■ **ENTRIES SUPPLIED**:
====

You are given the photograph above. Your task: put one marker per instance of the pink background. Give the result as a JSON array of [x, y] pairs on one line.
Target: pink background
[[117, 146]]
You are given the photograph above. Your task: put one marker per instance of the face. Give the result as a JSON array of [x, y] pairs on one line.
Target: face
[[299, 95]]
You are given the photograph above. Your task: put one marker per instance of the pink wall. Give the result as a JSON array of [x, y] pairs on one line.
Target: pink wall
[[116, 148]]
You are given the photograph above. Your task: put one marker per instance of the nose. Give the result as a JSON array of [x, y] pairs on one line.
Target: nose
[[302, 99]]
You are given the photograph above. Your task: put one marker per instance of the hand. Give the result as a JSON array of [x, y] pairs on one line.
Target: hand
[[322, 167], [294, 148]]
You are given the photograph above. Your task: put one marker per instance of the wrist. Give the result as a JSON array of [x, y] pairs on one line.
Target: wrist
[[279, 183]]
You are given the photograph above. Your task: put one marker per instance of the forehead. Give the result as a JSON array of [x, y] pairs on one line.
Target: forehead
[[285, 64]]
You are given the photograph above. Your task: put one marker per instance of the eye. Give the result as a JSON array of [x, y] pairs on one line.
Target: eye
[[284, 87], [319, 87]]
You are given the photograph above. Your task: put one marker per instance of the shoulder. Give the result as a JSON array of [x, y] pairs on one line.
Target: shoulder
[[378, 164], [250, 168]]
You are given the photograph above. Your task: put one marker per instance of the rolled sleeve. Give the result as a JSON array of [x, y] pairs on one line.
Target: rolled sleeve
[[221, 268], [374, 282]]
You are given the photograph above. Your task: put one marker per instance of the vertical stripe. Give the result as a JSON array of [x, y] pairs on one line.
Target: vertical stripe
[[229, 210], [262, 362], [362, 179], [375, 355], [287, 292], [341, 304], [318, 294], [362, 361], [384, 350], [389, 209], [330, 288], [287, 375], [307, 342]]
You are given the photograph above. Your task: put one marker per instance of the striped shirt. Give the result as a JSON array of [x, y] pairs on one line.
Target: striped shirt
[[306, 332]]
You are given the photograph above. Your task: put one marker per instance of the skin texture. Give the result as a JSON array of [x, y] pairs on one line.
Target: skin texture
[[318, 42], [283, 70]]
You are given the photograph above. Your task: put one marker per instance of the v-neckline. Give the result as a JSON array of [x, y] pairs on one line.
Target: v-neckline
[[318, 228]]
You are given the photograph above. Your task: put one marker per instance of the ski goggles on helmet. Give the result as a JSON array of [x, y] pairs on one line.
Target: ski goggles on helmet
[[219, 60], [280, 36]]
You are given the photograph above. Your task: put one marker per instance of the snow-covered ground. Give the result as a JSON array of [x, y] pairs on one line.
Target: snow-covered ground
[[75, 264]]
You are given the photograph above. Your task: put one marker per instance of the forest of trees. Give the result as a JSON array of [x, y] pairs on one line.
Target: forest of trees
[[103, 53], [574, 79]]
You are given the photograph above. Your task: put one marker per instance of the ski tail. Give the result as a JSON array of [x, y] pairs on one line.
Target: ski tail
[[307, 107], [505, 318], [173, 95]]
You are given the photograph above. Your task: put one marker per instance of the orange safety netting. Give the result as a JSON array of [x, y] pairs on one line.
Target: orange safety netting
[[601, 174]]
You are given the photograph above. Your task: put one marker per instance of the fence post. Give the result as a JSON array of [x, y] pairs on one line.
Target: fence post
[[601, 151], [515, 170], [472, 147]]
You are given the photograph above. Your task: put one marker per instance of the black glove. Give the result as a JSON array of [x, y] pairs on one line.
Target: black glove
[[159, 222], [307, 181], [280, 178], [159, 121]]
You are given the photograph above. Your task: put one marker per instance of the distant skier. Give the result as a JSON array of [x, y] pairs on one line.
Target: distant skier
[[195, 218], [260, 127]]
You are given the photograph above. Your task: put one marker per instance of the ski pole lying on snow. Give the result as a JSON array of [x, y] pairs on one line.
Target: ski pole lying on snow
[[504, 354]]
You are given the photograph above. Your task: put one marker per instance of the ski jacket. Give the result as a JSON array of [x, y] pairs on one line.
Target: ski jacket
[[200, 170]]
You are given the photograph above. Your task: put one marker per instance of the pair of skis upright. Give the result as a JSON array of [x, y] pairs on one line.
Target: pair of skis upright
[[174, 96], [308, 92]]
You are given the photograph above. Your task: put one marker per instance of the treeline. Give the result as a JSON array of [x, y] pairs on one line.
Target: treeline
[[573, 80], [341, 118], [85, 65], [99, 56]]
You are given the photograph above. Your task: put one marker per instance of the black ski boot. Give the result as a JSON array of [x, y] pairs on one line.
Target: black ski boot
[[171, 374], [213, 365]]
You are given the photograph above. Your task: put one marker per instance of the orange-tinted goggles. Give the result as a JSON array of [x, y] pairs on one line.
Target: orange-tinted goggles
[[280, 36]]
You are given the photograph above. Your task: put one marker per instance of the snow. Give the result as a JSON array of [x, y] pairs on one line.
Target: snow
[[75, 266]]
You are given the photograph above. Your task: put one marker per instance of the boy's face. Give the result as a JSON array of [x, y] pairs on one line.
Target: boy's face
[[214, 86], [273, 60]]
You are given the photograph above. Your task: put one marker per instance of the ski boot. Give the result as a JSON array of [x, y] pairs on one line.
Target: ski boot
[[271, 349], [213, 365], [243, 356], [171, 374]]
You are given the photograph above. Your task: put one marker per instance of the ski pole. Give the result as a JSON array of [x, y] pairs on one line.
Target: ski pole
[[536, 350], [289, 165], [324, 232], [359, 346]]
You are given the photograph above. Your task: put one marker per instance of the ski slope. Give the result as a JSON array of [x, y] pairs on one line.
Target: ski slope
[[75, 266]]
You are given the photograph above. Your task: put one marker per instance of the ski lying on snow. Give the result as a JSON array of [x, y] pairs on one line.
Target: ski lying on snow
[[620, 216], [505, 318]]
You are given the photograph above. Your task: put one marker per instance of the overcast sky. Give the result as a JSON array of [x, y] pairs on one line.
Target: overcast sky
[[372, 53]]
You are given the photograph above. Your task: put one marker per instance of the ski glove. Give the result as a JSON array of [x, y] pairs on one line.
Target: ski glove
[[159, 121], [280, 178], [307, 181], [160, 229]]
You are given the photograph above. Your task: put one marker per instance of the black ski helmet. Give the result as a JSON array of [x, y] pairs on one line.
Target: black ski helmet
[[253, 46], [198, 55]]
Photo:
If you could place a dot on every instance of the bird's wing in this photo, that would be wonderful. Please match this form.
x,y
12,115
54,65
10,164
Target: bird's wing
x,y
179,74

====

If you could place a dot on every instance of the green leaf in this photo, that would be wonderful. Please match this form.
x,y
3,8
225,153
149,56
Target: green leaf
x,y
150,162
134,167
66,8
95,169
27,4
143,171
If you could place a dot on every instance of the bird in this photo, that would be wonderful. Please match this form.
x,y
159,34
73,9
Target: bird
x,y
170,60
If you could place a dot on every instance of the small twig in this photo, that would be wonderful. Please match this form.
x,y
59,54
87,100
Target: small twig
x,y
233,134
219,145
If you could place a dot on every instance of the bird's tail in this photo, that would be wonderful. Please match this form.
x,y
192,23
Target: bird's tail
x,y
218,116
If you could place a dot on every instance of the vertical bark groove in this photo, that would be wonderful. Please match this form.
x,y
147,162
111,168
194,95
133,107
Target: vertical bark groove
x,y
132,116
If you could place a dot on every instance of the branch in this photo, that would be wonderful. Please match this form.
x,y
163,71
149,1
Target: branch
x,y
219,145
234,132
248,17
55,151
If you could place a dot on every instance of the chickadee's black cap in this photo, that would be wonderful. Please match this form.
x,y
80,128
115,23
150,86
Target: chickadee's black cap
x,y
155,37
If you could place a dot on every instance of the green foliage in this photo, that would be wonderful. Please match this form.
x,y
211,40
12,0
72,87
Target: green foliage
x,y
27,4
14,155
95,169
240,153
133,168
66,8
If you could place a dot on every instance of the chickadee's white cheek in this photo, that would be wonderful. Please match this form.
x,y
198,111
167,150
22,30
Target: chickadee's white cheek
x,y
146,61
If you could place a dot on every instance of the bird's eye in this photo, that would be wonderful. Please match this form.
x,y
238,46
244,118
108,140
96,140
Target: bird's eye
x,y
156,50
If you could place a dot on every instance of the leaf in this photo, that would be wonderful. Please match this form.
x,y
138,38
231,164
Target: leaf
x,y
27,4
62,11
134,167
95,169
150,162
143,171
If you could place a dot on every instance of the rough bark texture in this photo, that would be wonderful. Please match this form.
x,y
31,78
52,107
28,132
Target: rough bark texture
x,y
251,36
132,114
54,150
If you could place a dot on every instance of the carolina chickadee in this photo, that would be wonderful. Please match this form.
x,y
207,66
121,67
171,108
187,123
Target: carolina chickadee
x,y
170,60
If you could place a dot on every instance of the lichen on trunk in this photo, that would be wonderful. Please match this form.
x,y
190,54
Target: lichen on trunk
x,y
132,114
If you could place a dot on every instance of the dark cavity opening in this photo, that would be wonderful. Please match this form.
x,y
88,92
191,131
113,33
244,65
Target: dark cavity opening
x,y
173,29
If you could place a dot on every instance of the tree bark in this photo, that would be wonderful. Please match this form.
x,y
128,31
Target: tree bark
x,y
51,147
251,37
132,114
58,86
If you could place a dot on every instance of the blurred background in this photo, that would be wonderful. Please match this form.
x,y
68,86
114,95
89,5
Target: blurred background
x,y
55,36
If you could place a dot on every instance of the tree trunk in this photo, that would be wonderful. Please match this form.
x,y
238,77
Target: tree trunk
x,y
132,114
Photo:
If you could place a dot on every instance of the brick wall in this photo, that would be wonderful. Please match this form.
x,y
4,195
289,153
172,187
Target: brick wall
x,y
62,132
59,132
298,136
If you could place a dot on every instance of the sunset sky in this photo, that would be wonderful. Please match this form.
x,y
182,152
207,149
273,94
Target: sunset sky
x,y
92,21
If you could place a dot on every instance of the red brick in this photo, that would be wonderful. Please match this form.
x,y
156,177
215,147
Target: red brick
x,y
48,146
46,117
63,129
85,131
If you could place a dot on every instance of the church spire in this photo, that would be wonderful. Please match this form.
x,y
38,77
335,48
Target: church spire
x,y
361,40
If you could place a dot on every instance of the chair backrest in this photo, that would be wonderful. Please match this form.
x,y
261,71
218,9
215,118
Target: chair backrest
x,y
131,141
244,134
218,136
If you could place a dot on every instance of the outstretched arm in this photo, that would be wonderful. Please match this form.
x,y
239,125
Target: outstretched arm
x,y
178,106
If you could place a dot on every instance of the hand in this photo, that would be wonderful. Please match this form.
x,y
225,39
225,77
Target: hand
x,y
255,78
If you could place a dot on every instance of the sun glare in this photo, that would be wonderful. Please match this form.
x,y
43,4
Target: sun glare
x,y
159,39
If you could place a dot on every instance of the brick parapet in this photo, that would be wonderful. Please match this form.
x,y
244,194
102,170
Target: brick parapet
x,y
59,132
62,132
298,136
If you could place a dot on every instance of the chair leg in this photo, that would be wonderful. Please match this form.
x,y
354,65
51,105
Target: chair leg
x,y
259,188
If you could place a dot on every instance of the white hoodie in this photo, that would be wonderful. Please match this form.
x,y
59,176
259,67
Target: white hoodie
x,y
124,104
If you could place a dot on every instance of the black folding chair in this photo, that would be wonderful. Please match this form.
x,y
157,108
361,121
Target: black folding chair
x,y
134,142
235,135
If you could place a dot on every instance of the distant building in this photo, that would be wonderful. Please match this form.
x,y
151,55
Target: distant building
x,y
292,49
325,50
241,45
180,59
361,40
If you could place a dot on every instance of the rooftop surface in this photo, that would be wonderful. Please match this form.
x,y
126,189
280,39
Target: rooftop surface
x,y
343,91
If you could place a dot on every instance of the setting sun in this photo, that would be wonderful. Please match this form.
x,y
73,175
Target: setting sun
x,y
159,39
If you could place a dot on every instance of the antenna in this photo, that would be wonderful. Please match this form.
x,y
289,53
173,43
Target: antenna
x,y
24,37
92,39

====

■ **WORK ITEM**: Above are the records. Print exactly, and only, the lines from the line with "the pink background." to the line with "of the striped", both inclusive.

■ **EXERCISE SOLUTION**:
You are given the photograph above. Your task: put one marker per instance of the pink background. Give the result as a JSON array of [x, y] pairs on one line.
Target: pink background
[[117, 146]]
You are given the photograph above. Your task: put one marker per instance of the face. Give the result as a JSON array of [x, y] pairs on one line.
Target: face
[[299, 95]]
You are given the photograph above. Your task: put one marker per instance of the pink wall. Give the result as a JSON array of [x, y] pairs on one line.
Target: pink wall
[[116, 148]]
You are given the photograph above. Your task: put one marker per instance of the nose. Give the result as a JSON array of [x, y] pairs on one line.
Target: nose
[[302, 99]]
You are given the photograph above. Your task: put one marker per instance of the hand. Give the result as a JSON array of [x, y] pairs on one line.
Target: hand
[[322, 167], [294, 148]]
You are given the photograph above. Your task: put one marker per instance of the wrist. Give the result as a JSON array of [x, y] pairs on one line.
Target: wrist
[[279, 183]]
You are given the photograph above. Your task: put one marker per instance of the forehead. Give the result as a JSON array of [x, y] pairs on one line.
Target: forehead
[[285, 64]]
You are given the photograph above. Your task: put one marker per instance of the eye. Give the result as a JSON array of [x, y] pairs on one line.
Target: eye
[[284, 87], [319, 87]]
You are given the photograph above. Your task: put one marker per instance of the shoulder. Give the result as a JSON array of [x, y] pairs on one line.
Target: shoulder
[[378, 164], [250, 168]]
You are given the photograph above. Your task: put one marker per instance of the rolled sleeve. Give the result as a JSON array of [x, y] pairs on one line.
Target: rolled sleeve
[[221, 268], [374, 282]]
You are given the photograph above. Your task: put one marker per instance of the vertical stripe. Give the result as a JSON array of [x, y] pairs on one line.
Target: vertical stripe
[[229, 210], [262, 362], [362, 179], [375, 355], [287, 292], [341, 304], [318, 294], [362, 361], [384, 350], [389, 209], [330, 288], [287, 375], [307, 342]]
You are given the photograph above. Your task: put one marker per instance of the striped shirt. Give the result as a JSON array of [x, y] pairs on one line.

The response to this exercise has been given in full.